* **TESTO**:
______
È questo il senso che deve avere la nostra campagna, essa deve servire innanzitutto da riorganizzatore collettivo. Ci deve servire cioè attraverso l’organizzazione di campagne di lotta o l’intervento nelle lotte già in corso a riorganizzare politicamente e in maniera indipendente le masse sarde. Organizzare le masse in maniera politica indipendente non vuol dire organizzarle in termini antipolitici o antipartitici, vuol dire far emergere dal basso delle lotte degli organismi democratici delle masse stesse autogestiti, democraticamente strutturati, che siano in primo luogo l’organo di direzione della lotta, ma capaci di evolvere in embrioni di organi di contropotere.

È come se fossimo di fronte al problema della riorganizzazione, del raggruppamento di un immenso esercito, che esiste già, ma disperso, privo di addestramento, senza la disciplina che gli deriva da un’organizzazione, demoralizzato perché privo di prospettive. Le lotte sono lo strumento attraverso cui possiamo ricompattare e ricostruire questo esercito, riaddestrarlo, riattivarne il morale attraverso la sperimentazione della propria forza e della propria capacità organizzativa a partire dall’organizzazione e dall’impegno nelle stesse singole lotte. Ecco quindi l’immensa funzione pratica di riorganizzazione e educazione politica delle grandi masse sarde, che possono avere le lotte specifiche in Sardegna, e l’importanza, allora, fondamentale che noi riusciamo a suscitare, estendere, moltiplicare, coordinare il più possibile queste lotte, l’importanza di un programma di rivendicazioni transitorie intorno a cui innescare queste lotte.
______
* **DATI FORNITI**:
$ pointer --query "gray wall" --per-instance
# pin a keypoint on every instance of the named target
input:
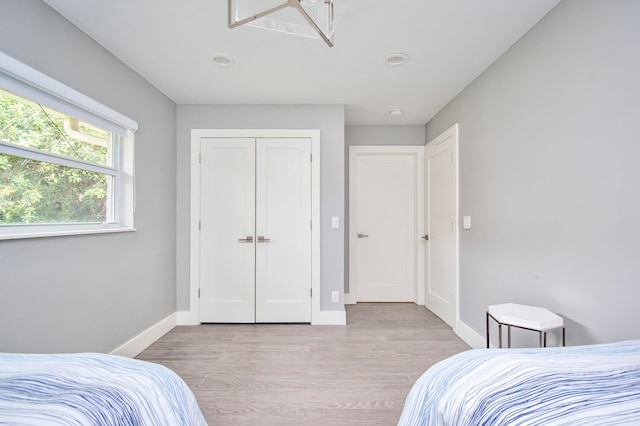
______
* **CONSEGNE ED ESERCIZI**:
- A) Riscrivi il testo sulle lotte in Sardegna da "È questo il" a "organi di contropotere.", cambiando "campagna" in "iniziativa".
- B) Scrivi il seguito del testo sulle lotte in Sardegna, partendo dopo la sua ultima frase.
I dati provengono da una fonte diversa.

* **SOLUZIONI DEGLI ESERCIZI**:
- A)
È questo il senso che deve avere la nostra iniziativa, essa deve servire innanzitutto da riorganizzatore collettivo. Ci deve servire cioè attraverso l’organizzazione di campagne di lotta o l’intervento nelle lotte già in corso a riorganizzare politicamente e in maniera indipendente le masse sarde. Organizzare le masse in maniera politica indipendente non vuol dire organizzarle in termini antipolitici o antipartitici, vuol dire far emergere dal basso delle lotte degli organismi democratici delle masse stesse autogestiti, democraticamente strutturati, che siano in primo luogo l’organo di direzione della lotta, ma capaci di evolvere in embrioni di organi di contropotere.

- B)
Abbiamo usato la metafora dell’esercito per descrive le grandi masse sarde che ci proponiamo di riorganizzare. Ma quali sono queste masse? Questo è molto importante capirlo e vederlo più nel dettaglio, perché dal carattere delle masse, delle persone cui intendiamo rivolgerci dipende chiaramente il carattere stesso del programma che vogliamo agitare.

Mi sembra che i qui presenti siamo tutti unanimemente d’accordo sul fatto che possiamo caratterizzare la società sarda come una società capitalista. Cioè una società dove la classe dominante al potere è quella dei detentori del capitale (banchieri e finanzieri, industriali, rentiers finanziari, la cosiddetta borghesia), il fine della produzione sociale è la produzione e accumulazione di questo capitale, le istituzioni hanno un carattere specifico che è quello di strumento di difesa e di riproduzione delle condizioni per continuare a produrre e accumulare capitale, e il ceto politico che amministra queste istituzioni agisce come amministratore del governo degli interessi della classe dei capitalisti. Questo è il quadro che la Sardegna ha in comune con il resto del pianeta, dato che il capitale ha colonizzato ogni angolo del globo proprio come uno dei prodotti più diffusi dell’industria nell’epoca borghese, la plastica. Se questo è il quadro generale e il carattere della classe attualmente al potere non differenti devono essere i caratteri delle altre classi subalterne ad essa, e in particolare di una classe fondamentale, che è il prodotto tipico ed originale della società capitalista, la classe dei lavoratori salariati, il proletariato, senza la cui esistenza non sarebbe possibili né accumulazione né l’esistenza quindi della società capitalista. Quale è, allora, il peso specifico ed il rapporto tra queste classi nella società sarda?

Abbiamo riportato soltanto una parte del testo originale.